# [Exercise aim]
Any picture in the material should be left out, while all other lines are copied exactly.
BEGIN Listed entries
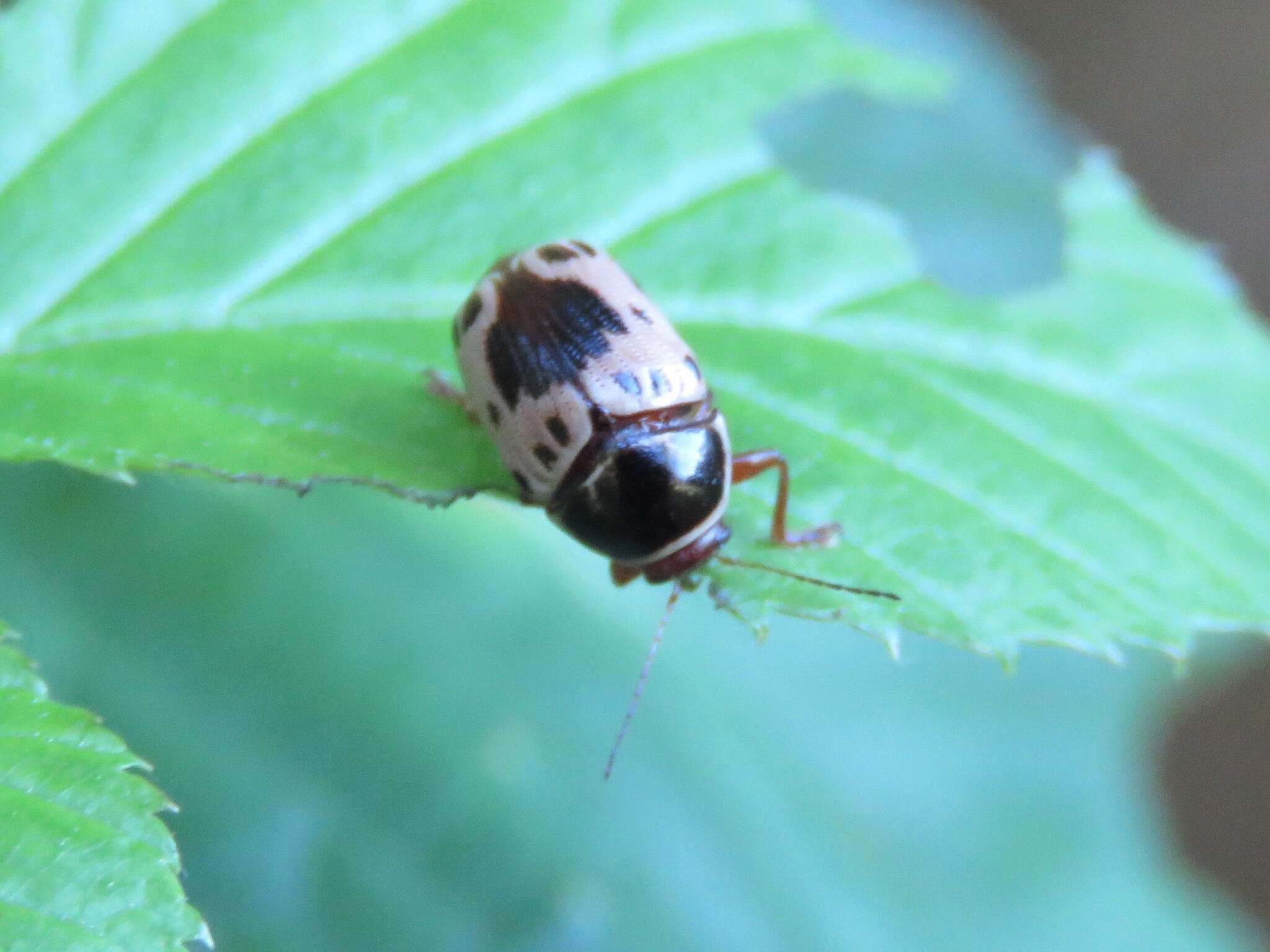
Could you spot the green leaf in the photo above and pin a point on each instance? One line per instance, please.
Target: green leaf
(251, 286)
(465, 674)
(88, 867)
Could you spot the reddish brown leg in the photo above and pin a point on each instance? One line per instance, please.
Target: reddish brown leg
(440, 387)
(750, 465)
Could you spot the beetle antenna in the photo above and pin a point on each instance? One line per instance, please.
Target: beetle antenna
(643, 676)
(799, 576)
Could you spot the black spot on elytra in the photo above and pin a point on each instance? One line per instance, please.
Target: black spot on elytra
(558, 431)
(626, 381)
(557, 253)
(544, 333)
(471, 311)
(648, 494)
(546, 455)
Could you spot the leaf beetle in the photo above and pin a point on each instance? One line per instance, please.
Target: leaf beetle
(602, 415)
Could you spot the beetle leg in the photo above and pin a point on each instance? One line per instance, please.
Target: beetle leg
(440, 387)
(750, 465)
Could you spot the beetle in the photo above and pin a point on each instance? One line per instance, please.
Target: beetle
(602, 415)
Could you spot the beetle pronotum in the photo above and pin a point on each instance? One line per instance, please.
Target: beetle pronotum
(602, 415)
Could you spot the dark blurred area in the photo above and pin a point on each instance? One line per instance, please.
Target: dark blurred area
(1181, 89)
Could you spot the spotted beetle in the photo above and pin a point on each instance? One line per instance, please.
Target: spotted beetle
(602, 415)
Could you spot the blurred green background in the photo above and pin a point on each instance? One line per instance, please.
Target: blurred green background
(385, 725)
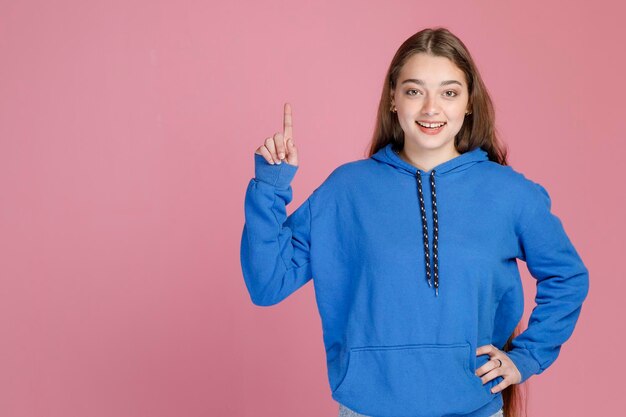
END Listed entries
# [Solution below]
Could you spot the green leaf in the photo above and pin a point on each instance? One line per instance, please.
Target: green leaf
(251, 286)
(465, 674)
(88, 867)
Could you spot the reddish brown leg in the photo above and pin a point on each instance? One line per instance, please.
Target: reddish brown leg
(440, 387)
(750, 465)
Could you spot the beetle antenna in the photo above and pin a point on each instance? One line per instance, please.
Target: beetle antenna
(643, 676)
(799, 576)
Could you spot the black spot on elytra in the photo above and pin a point on each instance? One line per instance, please.
Target: black spot on elytra
(558, 431)
(626, 381)
(557, 253)
(544, 333)
(471, 311)
(648, 494)
(546, 455)
Could you spot the leaf beetle in the photo above and pin a point on each instance? One line per instance, please.
Target: leaf beetle
(602, 415)
Could you spot the beetle leg in the photo above and pin a point on each instance? One line per instance, please.
Target: beetle leg
(440, 387)
(750, 465)
Could you spot the beetle in the photo above and pin a point on each instance? One line per instance, please.
Target: beetle
(602, 415)
Could you spot the beetle pronotum in the photo above and pin a point on each instance? One line per instance, please.
Target: beetle pronotum
(602, 415)
Could you spot the dark blurred area in the photo above and pin a point on each instance? One line per instance, please.
Target: dark blurred area
(1181, 89)
Could you spot the spotted beetle in the photo above and pin a point on each instance? One line per instance, please.
Target: spotted beetle
(602, 415)
Could you spot the blurred green background in the photo above and pin a point on each instance? One line per instance, please.
Target: blurred green background
(385, 725)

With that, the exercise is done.